### Directions
A. Answer each question from the excerpt about Alabama's Agriculture Department.
(i) How many full-time employees did the department have at the time of the proration?
(ii) How many meat processors are there across the state?
(iii) In the production of what does Alabama rank first in the U.S.?
B. For each statement, say whether it agrees with the excerpt about Alabama's Agriculture Department, and quote the words that decide it.
(i) Salaries and benefits make up 85 percent of the department's budget.
(ii) Two hundred full-time jobs were cut right away.
(iii) Alabama is the second largest state for poultry production in the U.S.

### Excerpt
***

About six weeks after he was sworn in McMillan said Gov. Robert Bentley announced 15 percent proration of the state’s general fund. Since 85 percent of the Agriculture Department’s budget is salaries and benefits, the only conceivable way to comply would be to start shedding staff. The department had 400 full-time employees at the time (and numerous temporary employees during harvest season). One hundred of those full-time jobs were eliminated right off the bat, McMillan said.
McMillan then explained some of the things the department is required to do and why the cuts have hurt so much. For instance, there are 200 meat processors all over the state. None of them are allowed to actually produce meat unless the department has an inspector on site. Similarly, the plant and nursery industry is one of the fastest growing industries in the state, especially in south Alabama, but an inspector must certify that every single plant shipped is insect and disease free before it can go anywhere.
Alabama is the third largest state for poultry production in the U.S., and first in the production of broilers, but every single bird must be tested.

***

### Extracted data
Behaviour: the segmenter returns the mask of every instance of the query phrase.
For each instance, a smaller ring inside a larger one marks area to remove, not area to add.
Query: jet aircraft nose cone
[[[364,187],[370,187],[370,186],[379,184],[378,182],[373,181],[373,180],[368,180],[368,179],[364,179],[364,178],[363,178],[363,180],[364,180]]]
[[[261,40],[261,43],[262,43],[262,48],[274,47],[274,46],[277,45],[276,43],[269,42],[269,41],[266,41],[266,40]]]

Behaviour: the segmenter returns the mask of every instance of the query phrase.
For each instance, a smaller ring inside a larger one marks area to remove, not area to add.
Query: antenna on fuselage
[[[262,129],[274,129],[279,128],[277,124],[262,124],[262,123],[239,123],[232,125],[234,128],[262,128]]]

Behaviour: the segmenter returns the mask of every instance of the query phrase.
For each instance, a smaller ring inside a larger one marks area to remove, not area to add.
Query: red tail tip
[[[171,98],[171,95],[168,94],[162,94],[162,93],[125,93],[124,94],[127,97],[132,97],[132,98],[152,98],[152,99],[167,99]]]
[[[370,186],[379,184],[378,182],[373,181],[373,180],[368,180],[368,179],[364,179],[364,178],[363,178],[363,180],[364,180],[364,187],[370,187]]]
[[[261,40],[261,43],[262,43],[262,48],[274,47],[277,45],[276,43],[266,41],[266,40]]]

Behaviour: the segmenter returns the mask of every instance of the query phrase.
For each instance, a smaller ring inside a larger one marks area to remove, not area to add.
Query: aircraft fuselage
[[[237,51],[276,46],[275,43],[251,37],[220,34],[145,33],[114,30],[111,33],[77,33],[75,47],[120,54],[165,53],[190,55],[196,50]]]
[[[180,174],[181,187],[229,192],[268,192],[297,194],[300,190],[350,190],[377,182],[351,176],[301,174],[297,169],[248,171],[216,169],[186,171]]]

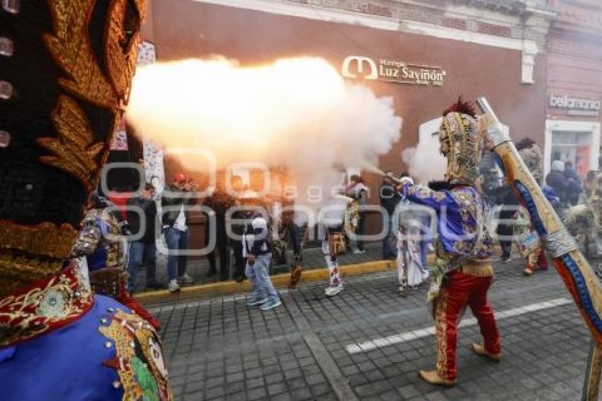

***

### Results in order
A.
(i) 400
(ii) 200
(iii) Broilers

B.
(i) Yes: "85 percent of the Agriculture Department’s budget is salaries and benefits"
(ii) No: "One hundred of those full-time jobs were eliminated right off the bat"
(iii) No: "Alabama is the third largest state for poultry production in the U.S."